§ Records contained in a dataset
*** Begin section ***
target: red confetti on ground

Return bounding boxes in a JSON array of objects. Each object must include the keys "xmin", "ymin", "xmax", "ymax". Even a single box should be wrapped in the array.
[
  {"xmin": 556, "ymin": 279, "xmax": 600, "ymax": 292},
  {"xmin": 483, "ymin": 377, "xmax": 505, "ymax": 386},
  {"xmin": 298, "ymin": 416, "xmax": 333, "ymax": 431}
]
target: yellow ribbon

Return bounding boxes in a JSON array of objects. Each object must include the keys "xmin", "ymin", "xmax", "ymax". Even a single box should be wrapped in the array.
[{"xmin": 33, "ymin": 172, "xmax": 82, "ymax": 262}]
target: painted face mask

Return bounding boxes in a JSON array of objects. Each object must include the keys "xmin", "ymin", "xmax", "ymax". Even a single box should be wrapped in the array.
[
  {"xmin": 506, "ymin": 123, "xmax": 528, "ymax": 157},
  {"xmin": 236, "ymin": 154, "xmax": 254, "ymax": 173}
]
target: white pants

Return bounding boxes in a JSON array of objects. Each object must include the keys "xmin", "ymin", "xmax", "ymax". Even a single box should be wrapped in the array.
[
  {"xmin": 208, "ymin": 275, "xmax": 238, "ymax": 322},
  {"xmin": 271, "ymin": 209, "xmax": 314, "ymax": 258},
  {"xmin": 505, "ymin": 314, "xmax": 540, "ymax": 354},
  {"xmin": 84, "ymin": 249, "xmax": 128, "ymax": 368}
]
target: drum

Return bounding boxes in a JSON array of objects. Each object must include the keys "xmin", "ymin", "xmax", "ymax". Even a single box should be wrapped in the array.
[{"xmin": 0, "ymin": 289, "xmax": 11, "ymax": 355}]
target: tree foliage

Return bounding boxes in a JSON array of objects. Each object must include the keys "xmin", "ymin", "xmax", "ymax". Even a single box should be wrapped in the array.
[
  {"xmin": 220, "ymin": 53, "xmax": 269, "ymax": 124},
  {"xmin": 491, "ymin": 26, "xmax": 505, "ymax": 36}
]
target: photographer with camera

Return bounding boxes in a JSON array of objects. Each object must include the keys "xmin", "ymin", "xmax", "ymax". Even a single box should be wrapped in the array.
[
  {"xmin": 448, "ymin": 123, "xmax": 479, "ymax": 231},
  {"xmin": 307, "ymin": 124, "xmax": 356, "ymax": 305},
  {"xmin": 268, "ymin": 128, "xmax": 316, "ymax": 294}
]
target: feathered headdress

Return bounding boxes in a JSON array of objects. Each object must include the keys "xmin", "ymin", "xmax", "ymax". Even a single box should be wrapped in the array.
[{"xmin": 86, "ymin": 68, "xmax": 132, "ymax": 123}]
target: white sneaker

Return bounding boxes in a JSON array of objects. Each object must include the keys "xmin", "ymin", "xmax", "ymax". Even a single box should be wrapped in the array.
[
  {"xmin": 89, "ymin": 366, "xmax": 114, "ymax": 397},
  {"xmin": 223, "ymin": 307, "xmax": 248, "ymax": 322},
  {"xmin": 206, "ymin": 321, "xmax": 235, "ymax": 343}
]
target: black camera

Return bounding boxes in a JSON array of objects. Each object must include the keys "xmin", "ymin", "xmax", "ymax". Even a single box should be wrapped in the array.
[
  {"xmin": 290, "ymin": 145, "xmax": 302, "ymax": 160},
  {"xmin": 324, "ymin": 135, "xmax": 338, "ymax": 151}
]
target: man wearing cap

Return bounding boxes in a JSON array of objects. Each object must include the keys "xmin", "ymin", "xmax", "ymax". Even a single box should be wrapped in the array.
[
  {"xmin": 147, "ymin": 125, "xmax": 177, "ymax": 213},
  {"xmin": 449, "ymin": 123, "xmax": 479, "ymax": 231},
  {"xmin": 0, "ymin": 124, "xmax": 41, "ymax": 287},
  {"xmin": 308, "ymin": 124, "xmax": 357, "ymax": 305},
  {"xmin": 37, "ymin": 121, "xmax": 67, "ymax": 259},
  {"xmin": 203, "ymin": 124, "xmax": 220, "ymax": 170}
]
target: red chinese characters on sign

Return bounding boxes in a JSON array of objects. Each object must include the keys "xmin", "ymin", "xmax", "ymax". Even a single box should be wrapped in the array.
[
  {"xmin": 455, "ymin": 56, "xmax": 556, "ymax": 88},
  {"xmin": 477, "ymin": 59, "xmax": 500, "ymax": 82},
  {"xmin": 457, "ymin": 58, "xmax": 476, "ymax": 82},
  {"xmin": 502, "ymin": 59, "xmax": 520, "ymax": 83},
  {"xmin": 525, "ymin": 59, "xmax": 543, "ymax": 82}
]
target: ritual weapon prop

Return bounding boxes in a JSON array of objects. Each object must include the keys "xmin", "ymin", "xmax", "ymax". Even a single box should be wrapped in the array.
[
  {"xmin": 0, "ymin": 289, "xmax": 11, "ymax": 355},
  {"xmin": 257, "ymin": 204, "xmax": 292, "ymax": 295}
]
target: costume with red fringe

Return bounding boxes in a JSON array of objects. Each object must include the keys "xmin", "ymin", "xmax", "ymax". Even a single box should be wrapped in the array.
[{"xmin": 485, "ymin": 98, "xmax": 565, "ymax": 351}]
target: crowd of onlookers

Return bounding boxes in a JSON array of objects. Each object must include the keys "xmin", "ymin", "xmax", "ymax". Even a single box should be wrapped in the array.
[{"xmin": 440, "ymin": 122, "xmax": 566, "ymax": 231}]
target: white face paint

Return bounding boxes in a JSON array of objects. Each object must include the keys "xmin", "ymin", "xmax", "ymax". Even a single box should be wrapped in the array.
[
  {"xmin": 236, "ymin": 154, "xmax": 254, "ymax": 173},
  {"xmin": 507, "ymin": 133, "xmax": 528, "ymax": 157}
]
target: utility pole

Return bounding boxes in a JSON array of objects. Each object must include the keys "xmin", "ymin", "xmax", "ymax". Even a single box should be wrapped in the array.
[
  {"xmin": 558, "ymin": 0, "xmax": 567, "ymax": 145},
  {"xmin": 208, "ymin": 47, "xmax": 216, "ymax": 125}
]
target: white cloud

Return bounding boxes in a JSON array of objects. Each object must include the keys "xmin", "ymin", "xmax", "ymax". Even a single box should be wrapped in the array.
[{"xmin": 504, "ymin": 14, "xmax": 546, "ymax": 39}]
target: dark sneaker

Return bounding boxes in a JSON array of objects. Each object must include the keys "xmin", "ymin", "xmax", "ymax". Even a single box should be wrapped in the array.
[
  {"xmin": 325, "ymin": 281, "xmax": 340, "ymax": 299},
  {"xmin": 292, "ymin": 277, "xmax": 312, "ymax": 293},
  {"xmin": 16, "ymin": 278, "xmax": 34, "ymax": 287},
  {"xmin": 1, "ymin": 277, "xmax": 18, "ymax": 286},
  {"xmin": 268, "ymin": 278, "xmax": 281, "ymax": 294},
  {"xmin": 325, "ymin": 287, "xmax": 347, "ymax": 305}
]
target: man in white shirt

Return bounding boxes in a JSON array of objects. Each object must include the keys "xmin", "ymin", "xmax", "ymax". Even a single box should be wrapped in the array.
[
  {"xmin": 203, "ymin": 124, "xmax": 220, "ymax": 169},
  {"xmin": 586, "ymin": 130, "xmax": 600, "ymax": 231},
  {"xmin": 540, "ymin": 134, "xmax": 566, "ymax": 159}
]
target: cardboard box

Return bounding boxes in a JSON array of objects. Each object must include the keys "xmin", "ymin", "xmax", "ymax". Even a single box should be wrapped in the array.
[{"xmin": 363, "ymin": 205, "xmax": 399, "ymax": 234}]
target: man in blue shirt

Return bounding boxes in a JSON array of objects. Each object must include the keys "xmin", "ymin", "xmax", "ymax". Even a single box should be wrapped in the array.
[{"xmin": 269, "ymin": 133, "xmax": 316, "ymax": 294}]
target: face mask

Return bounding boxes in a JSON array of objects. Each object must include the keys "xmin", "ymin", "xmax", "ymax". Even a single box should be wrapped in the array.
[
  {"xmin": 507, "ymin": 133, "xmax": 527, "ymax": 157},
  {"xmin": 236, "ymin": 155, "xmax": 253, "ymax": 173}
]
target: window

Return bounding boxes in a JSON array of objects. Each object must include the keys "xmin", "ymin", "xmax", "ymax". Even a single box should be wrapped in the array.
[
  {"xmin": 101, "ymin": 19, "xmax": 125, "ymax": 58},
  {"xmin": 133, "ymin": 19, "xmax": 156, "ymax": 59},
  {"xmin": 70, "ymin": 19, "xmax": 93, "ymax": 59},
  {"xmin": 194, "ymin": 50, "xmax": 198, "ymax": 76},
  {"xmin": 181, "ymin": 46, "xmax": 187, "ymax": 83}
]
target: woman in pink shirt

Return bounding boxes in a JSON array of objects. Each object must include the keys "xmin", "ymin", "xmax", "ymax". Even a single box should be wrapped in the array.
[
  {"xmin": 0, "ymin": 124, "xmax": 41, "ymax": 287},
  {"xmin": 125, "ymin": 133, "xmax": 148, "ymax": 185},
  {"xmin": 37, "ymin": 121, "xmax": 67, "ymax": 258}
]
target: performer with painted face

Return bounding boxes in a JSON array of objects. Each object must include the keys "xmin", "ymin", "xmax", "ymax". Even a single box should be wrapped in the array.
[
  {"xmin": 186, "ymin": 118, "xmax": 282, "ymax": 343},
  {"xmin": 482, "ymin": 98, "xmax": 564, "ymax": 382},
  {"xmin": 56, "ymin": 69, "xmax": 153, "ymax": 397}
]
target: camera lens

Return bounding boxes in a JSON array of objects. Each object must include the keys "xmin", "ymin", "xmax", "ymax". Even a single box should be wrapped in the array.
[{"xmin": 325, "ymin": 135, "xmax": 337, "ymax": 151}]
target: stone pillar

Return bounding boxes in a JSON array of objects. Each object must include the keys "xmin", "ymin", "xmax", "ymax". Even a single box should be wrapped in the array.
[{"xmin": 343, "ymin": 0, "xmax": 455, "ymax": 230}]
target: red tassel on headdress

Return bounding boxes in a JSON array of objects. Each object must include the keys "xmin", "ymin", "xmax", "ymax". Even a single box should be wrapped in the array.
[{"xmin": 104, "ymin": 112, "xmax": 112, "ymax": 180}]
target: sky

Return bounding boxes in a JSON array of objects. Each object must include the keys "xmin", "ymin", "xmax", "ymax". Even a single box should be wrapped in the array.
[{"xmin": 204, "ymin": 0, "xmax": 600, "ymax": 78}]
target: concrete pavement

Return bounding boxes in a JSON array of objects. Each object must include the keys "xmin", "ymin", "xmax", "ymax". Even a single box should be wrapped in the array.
*** End section ***
§ PROBLEM REQUIREMENTS
Filter the entries and copy each line with "face".

§ THE COMPLETED TASK
target: painted face mask
target: white face paint
target: face mask
target: performer with painted face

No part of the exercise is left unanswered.